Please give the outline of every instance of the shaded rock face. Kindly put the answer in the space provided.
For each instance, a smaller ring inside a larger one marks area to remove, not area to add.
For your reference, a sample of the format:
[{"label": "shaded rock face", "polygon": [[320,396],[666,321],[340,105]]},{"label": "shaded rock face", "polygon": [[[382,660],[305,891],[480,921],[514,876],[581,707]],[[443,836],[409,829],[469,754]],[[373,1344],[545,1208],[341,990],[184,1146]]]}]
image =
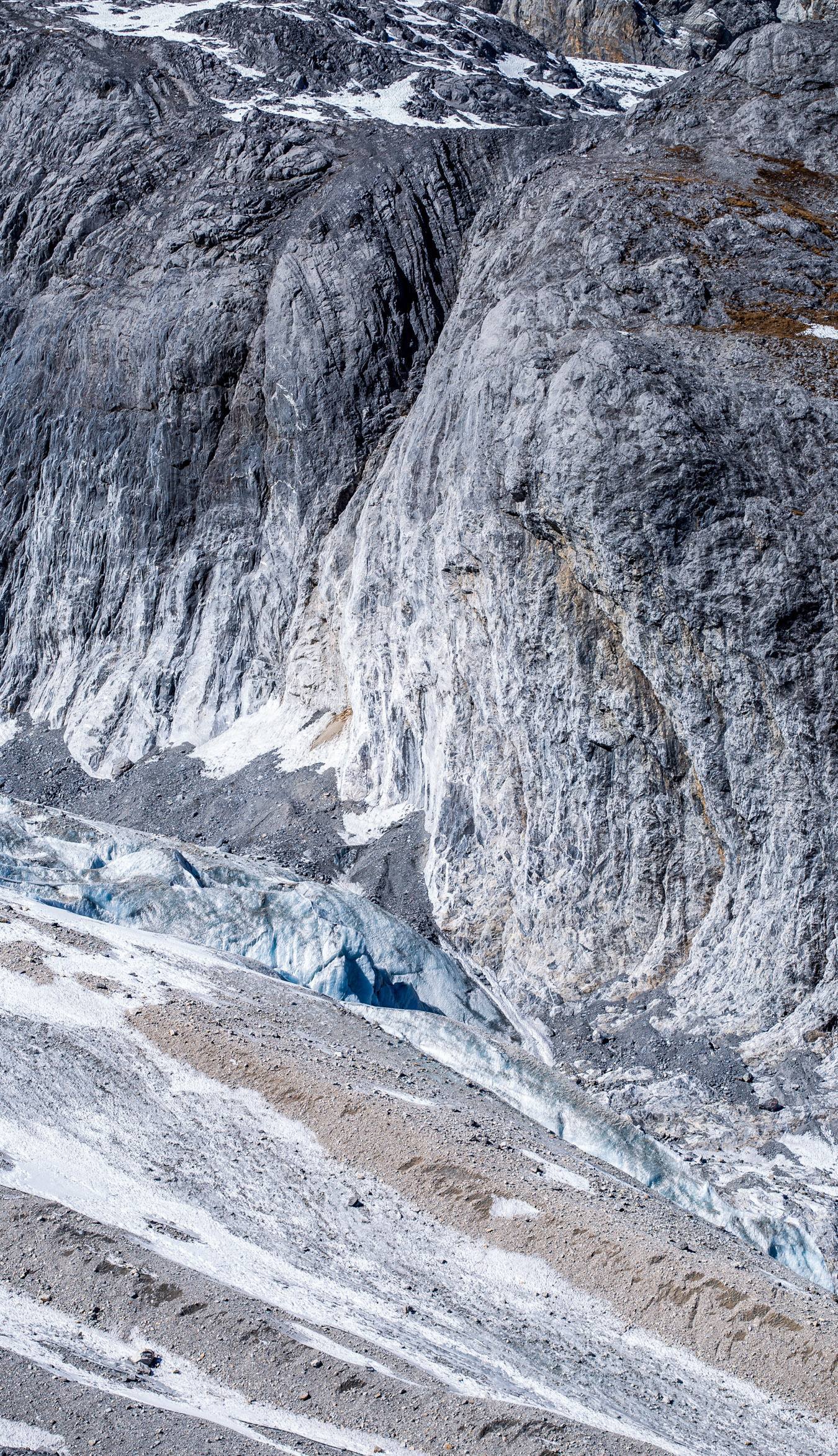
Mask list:
[{"label": "shaded rock face", "polygon": [[567,55],[688,68],[775,20],[828,20],[835,0],[503,0],[501,12]]},{"label": "shaded rock face", "polygon": [[[436,96],[426,130],[264,111],[246,96],[268,82],[299,98],[302,39],[243,15],[192,9],[187,45],[4,10],[0,693],[93,769],[201,741],[281,686],[318,546],[418,389],[465,230],[538,144],[491,116],[523,108],[561,147],[570,115],[474,28],[477,130]],[[326,20],[318,99],[361,50]],[[386,32],[370,48],[398,84],[411,57]]]}]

* Task directions
Starting at the first of the rows above and ending at the line that contains "For your reference, a", recast those lines as a JSON list of strings with one string per line, leaving out any blank lines.

* Response below
[
  "Please give the outline of every instance of the shaded rock face. Kindly put the answer in the space provided.",
  "For each instance, a smaller ring inside a larger one marks area to remove, not area to add.",
  "For your reference, a sample of the format:"
]